DATA>
━━━━━━━━

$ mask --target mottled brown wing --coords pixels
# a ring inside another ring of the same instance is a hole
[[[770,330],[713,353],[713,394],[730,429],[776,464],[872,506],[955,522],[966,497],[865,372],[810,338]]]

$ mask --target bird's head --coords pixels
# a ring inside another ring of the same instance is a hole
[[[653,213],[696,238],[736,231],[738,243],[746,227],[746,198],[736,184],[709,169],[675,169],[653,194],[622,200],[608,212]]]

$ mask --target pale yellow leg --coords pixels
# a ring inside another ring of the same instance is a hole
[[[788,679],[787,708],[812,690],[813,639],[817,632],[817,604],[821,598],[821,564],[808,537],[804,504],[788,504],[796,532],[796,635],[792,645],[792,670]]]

━━━━━━━━

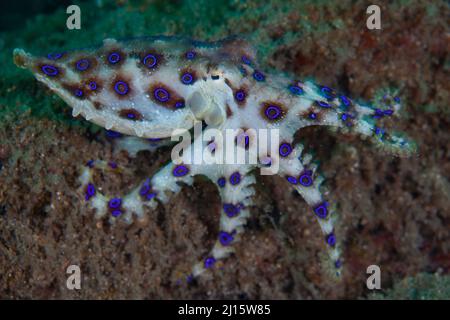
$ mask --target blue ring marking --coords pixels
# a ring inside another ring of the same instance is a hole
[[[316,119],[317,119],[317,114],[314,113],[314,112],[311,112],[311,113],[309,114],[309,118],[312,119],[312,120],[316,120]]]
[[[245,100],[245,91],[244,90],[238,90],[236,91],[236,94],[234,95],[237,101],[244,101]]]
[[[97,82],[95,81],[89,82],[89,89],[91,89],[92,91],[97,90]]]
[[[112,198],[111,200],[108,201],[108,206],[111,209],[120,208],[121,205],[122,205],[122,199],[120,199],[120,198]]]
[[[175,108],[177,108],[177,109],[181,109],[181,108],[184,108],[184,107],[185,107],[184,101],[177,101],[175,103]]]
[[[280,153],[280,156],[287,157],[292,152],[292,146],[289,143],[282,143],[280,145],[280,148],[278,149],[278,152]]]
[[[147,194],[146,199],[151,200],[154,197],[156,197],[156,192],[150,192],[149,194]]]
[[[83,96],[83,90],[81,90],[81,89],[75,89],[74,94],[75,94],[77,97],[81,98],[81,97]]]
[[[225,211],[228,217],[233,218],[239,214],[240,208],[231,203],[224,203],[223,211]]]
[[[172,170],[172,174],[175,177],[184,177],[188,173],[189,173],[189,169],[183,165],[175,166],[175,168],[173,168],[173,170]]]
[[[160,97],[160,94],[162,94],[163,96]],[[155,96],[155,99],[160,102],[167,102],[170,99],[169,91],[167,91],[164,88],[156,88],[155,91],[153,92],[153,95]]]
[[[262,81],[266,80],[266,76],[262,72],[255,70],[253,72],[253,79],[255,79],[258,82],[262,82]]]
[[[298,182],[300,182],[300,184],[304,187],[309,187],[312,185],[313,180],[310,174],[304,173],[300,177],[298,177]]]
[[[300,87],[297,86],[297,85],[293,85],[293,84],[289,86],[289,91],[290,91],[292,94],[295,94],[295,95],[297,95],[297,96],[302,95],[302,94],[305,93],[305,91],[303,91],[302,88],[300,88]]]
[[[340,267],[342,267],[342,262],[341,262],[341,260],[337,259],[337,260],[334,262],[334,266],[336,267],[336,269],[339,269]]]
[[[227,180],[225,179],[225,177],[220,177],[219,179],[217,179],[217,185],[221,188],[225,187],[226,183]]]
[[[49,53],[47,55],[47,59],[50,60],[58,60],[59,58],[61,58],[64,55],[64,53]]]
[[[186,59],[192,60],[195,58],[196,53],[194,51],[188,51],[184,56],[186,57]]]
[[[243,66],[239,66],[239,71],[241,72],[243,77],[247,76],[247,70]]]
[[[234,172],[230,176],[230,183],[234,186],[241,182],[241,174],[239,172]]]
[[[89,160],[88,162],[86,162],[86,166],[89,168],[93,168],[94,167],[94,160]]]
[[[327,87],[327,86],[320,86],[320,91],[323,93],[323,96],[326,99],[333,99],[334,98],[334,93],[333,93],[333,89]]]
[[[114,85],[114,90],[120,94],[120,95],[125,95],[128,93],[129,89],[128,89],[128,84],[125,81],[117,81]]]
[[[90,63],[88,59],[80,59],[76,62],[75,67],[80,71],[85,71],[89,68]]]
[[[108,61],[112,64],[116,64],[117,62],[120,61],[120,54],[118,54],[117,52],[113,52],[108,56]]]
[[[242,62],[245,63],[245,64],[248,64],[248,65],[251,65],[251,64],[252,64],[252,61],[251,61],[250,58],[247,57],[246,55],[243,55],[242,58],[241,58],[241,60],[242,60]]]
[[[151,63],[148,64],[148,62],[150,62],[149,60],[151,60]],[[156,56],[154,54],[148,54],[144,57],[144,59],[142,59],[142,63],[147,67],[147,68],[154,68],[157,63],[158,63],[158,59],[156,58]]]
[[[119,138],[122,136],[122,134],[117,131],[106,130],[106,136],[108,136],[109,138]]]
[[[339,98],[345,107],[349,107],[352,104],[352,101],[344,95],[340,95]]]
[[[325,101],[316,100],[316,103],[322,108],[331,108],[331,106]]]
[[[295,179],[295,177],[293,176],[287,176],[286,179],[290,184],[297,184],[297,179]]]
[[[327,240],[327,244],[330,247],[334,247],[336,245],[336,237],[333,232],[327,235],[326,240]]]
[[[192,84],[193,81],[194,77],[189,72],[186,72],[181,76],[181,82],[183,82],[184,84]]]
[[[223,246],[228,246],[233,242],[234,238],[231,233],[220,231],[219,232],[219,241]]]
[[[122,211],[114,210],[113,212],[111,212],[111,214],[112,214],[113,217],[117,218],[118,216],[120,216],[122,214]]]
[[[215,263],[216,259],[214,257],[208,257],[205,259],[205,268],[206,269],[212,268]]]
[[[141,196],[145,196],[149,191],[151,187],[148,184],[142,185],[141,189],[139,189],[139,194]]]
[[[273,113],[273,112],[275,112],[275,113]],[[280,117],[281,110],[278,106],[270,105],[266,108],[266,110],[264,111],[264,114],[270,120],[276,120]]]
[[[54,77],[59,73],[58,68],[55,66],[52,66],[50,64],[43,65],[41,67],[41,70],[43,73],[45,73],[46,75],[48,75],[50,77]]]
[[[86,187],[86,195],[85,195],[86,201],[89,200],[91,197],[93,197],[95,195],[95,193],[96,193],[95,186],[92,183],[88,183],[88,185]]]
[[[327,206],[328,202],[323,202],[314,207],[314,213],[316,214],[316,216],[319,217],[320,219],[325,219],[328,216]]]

━━━━━━━━

PROBLEM REQUIREMENTS>
Check each line of the entries for "coords" and copy those that have it.

TASK OUTPUT>
$ mask --target mottled brown wing --coords pixels
$ mask --target bird's head --coords pixels
$ mask --target pale yellow leg --coords pixels
$ mask --target blue ring marking --coords pixels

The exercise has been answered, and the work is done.